L’histoire de la prohibition en bande dessinée
La bande dessinée est souvent associée à la fiction mais depuis les années 90, la BD documentaire ou BD de reportage est en plein essor. En France, La Revue Dessinée est spécialisée dans ce genre de bande dessinée qui se caractérise par l’engagement de ses auteurs.
Par Olivier F
Box Brown est un auteur et dessinateur de bandes dessinées américain basé à Philadelphie. Sa bande dessinée « Cannabis : the illegalization of weed in America » a été traduite en Français et publiée par la maison d’édition québécoise La Pastèque.
Cette BD de 248 pages raconte en détail l’histoire de la prohibition du cannabis aux États-Unis. Alors que cette histoire touche à sa fin, le cannabis devant prochainement être légalisé au niveau fédéral, il est temps de faire le point sur cette guerre à la drogue couteuse et inutile et qui a brisé de nombreuses vies.
L’histoire commence en 1519 au Mexique. Le conquistador espagnol, Hernán Cortés part à la conquête de l’Empire aztèque. « Pendant les conquêtes espagnoles, Cortés, engagé dans une violente campagne coloniale, introduit la culture du chanvre. » Il s’agit au départ uniquement de chanvre industriel. « Au cours des siècles suivants, les cultivateurs notèrent l’apparition de fleurs ou de bourgeons sur certaines plantes. Un jour, ile se mirent à consommer des bourgeons. »
Au 19eme siècle, l’usage du cannabis s’est beaucoup répandu au Mexique et aux environs de 1850, on note pour la première fois l’usage de cigarettes de cannabis, les joints, par les mexicains. « A l’époque, fumer un joint n’était pas illégal même si l’église catholique désapprouvait cet usage. Les usagers inventèrent des mots d’argot : Rosa Maria, Maria Rosa ou… » Au début du 20eme siècle, suite à la révolution mexicaine et à l’afflux de travailleurs mexicains, les premiers articles anti-cannabis à connotation raciste sont publiés dans des journaux américains. Des crimes horribles sont attribués à la consommation de marijuana. Il s’agit en fait de fake news.

(Données fournies):

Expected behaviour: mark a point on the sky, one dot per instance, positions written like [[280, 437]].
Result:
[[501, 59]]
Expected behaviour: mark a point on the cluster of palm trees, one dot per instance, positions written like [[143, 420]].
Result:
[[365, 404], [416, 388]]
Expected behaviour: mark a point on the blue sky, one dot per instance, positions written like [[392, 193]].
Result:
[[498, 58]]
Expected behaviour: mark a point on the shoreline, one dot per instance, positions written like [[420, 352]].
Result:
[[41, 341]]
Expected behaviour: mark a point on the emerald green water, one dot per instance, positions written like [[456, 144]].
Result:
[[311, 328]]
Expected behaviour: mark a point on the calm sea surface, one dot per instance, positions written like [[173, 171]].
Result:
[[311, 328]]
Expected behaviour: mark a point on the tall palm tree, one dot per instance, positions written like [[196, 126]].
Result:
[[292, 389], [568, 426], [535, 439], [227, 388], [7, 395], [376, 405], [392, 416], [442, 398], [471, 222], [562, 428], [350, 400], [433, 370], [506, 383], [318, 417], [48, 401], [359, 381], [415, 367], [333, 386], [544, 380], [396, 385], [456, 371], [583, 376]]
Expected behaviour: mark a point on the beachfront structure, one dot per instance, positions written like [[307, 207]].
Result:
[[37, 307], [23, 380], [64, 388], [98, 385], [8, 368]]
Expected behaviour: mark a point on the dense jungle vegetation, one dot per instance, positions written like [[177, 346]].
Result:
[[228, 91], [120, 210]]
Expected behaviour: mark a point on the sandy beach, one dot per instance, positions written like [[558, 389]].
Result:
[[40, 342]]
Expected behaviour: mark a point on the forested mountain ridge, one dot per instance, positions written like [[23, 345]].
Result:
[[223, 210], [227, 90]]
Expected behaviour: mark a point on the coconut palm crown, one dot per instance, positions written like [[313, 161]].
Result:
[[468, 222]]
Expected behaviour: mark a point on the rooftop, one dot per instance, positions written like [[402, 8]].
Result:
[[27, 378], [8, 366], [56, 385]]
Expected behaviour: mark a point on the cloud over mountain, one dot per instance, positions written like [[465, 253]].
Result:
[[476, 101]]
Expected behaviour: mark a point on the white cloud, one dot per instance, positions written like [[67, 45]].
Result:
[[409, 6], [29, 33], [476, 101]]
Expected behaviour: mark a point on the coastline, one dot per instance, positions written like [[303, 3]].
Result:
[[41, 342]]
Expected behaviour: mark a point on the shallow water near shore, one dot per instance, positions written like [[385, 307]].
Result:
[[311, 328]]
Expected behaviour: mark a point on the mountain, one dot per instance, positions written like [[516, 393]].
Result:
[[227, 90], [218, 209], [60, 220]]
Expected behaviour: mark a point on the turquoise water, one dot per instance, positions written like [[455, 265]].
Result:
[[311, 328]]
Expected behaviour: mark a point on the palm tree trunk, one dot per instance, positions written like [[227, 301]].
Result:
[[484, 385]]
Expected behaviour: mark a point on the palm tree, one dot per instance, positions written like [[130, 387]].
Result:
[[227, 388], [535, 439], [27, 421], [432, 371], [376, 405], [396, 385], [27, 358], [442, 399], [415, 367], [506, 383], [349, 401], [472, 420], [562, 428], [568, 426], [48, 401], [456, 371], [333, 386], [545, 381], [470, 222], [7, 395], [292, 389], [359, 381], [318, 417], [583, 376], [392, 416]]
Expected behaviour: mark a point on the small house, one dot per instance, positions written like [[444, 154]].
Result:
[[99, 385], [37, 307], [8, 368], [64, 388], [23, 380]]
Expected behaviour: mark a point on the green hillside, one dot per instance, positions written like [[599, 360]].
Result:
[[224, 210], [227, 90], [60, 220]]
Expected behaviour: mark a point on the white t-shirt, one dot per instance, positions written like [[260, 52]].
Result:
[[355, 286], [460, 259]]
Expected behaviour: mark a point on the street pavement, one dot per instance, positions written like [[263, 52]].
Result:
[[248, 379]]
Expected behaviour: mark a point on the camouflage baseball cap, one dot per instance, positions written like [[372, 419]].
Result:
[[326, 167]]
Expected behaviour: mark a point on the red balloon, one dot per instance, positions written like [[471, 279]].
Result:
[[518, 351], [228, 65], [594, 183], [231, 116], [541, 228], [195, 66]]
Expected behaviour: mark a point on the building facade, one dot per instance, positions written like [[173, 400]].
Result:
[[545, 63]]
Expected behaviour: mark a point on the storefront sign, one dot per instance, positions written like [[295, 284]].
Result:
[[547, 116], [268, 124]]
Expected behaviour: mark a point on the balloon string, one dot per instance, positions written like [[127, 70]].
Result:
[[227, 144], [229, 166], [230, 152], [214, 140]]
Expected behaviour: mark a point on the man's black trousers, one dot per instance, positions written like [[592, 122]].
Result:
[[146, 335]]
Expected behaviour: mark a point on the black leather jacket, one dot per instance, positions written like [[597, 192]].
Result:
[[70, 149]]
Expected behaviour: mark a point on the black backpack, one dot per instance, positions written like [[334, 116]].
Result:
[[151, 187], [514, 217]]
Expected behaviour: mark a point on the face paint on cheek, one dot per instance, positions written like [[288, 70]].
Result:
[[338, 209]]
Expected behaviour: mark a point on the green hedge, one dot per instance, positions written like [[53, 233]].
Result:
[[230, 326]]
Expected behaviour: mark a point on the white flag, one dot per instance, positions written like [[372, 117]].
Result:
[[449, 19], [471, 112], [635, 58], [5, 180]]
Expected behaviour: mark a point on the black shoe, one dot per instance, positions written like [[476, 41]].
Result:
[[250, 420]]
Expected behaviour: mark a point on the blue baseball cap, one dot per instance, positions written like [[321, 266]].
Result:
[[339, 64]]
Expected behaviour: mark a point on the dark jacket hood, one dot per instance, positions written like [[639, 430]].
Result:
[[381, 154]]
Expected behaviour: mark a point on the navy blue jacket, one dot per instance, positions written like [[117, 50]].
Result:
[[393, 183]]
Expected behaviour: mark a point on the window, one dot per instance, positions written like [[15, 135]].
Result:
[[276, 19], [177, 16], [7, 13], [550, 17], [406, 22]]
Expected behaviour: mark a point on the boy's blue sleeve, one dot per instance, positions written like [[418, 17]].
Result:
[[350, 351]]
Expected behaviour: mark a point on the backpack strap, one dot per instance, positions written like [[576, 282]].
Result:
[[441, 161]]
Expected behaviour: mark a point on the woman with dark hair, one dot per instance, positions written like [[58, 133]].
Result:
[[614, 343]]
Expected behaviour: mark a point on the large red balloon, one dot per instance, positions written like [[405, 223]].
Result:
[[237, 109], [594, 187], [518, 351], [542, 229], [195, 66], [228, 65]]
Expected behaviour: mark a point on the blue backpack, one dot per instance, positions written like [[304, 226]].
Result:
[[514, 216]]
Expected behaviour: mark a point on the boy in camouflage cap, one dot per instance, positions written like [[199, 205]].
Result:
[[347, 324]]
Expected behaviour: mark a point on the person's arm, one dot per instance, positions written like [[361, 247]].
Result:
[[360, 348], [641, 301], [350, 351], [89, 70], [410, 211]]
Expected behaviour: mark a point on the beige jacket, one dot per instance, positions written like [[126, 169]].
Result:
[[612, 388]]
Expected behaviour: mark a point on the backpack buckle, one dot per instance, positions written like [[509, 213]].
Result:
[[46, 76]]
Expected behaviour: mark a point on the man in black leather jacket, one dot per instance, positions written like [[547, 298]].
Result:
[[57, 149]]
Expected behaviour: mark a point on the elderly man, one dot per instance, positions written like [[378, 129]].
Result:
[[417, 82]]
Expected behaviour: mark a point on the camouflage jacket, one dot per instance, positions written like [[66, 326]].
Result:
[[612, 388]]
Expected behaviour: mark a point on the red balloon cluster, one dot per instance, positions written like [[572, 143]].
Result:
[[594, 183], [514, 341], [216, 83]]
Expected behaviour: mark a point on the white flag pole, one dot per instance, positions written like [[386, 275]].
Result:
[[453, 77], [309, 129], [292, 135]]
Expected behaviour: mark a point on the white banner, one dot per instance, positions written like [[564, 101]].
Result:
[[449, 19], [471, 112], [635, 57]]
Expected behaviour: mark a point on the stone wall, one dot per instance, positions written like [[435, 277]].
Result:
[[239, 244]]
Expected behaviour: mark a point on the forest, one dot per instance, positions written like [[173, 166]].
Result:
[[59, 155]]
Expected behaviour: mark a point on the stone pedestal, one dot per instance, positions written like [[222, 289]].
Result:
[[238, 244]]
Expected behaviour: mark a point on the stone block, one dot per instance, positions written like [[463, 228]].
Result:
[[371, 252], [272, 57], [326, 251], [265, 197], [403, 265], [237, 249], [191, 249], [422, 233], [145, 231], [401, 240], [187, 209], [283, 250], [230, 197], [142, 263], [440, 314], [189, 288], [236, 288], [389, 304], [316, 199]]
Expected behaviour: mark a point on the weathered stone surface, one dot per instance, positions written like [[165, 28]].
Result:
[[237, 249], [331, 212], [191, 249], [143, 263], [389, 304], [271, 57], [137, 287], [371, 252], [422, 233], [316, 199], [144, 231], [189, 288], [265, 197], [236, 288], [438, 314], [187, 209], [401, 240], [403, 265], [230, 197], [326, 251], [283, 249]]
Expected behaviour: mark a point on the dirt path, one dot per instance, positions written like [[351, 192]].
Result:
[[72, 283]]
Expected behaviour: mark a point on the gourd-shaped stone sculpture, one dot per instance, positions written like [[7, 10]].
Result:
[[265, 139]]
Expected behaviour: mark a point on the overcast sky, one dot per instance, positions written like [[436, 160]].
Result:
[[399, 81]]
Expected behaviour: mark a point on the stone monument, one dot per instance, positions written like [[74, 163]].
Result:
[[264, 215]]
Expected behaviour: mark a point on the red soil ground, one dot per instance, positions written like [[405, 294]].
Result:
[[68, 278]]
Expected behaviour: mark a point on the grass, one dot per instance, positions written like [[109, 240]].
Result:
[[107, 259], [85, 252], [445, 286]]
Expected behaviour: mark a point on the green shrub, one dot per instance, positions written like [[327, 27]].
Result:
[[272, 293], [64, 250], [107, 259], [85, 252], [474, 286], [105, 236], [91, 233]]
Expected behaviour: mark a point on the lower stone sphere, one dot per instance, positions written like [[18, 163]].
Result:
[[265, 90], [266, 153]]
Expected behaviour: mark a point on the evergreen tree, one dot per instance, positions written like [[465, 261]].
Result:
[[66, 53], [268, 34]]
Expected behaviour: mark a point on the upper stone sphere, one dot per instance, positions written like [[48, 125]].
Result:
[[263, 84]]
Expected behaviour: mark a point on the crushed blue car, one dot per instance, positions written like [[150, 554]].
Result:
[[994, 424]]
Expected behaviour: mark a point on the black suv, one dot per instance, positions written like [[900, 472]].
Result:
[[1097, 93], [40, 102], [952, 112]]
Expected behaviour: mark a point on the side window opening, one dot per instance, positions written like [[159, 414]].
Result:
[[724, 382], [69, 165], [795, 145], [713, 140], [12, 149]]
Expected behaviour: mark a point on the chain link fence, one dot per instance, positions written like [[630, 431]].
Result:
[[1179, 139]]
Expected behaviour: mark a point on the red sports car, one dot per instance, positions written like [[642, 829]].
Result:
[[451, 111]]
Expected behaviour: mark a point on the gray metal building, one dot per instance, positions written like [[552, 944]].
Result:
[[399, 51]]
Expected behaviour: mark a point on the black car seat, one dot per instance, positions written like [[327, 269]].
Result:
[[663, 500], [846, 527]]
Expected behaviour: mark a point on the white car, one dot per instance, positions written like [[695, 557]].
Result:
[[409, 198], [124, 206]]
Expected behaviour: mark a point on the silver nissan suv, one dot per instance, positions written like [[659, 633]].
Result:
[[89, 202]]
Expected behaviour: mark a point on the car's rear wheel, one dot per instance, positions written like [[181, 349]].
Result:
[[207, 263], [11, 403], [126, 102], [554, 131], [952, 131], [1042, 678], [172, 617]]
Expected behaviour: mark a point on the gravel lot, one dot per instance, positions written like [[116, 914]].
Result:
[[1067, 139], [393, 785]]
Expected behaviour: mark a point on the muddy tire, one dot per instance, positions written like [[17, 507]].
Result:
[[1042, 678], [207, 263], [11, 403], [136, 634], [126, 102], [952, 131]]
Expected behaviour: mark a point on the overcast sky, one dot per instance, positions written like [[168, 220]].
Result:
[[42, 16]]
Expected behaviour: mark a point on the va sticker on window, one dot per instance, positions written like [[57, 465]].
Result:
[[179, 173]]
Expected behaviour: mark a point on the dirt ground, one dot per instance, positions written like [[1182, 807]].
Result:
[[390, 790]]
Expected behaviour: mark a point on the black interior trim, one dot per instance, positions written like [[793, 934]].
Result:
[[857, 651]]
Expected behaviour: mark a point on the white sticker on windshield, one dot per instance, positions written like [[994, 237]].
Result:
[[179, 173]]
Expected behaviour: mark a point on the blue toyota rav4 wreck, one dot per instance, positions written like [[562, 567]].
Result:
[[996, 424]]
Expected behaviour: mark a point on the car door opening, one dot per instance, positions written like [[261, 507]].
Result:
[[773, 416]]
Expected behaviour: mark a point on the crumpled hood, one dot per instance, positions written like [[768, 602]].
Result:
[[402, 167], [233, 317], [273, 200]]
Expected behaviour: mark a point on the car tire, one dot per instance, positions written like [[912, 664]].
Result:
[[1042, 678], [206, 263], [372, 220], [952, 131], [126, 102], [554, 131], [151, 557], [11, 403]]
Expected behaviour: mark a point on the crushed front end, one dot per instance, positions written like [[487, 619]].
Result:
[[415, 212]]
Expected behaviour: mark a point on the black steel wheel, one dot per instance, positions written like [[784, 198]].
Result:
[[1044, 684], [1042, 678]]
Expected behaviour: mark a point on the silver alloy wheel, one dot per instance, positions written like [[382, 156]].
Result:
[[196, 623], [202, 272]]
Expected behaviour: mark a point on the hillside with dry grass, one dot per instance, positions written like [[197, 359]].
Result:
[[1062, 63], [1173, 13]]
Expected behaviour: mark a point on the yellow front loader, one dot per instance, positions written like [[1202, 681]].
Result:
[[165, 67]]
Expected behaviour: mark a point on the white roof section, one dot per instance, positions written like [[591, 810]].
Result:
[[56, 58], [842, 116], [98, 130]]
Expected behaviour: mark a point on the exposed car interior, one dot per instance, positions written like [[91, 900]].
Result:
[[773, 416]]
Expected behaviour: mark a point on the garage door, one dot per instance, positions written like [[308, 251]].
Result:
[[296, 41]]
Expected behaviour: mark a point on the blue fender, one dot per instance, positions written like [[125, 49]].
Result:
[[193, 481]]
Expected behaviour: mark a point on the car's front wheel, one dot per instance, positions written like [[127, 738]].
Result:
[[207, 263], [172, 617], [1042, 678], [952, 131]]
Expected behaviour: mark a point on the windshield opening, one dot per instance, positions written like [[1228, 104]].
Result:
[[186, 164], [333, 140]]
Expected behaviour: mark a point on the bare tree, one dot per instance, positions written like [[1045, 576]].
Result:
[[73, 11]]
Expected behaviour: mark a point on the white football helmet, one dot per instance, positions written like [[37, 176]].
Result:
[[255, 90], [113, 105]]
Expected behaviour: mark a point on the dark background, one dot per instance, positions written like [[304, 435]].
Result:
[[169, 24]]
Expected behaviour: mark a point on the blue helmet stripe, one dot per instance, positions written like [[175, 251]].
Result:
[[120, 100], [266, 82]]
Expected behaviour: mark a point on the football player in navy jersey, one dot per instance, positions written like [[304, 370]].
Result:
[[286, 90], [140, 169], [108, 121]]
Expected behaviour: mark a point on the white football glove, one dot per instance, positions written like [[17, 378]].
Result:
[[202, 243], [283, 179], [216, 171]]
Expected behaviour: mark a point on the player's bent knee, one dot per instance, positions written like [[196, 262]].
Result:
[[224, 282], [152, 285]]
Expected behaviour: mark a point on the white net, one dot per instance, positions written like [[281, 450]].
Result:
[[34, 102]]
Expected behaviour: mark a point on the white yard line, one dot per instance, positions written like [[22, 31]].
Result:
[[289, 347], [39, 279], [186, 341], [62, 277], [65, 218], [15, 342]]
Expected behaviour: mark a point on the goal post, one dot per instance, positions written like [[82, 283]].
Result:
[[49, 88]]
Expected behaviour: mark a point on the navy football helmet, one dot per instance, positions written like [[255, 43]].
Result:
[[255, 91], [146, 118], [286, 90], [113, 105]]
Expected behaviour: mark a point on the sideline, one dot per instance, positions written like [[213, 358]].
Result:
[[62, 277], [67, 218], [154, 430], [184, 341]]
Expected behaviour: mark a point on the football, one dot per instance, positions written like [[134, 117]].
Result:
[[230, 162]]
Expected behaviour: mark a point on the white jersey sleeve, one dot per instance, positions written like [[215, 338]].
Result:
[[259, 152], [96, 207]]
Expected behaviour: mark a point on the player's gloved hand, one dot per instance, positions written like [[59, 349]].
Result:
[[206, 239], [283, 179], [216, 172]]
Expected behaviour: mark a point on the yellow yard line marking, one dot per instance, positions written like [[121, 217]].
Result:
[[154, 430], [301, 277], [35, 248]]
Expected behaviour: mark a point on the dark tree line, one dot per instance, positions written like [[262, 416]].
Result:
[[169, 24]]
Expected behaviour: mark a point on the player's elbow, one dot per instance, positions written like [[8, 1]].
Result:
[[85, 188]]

(Travail demandé):
a: Selon le texte source, quelle maison d'édition a publié la traduction française de la bande dessinée de Box Brown ?
b: Parmi les lignes de données fournies, reprenez celles qui vont de la ligne contenant "Expected behaviour: mark a point on the green shrub, one" jusqu'à la ligne contenant "236], [91, 233]]" incluse, consignes comprises. Augmentez de 58 chaque coordonnée des points de réponse.

(Résultats obtenus):
a: La maison d'édition québécoise La Pastèque.

b:
Expected behaviour: mark a point on the green shrub, one dot per instance, positions written like [[327, 27]].
Result:
[[330, 351], [122, 308], [165, 317], [143, 310], [532, 344], [163, 294], [149, 291]]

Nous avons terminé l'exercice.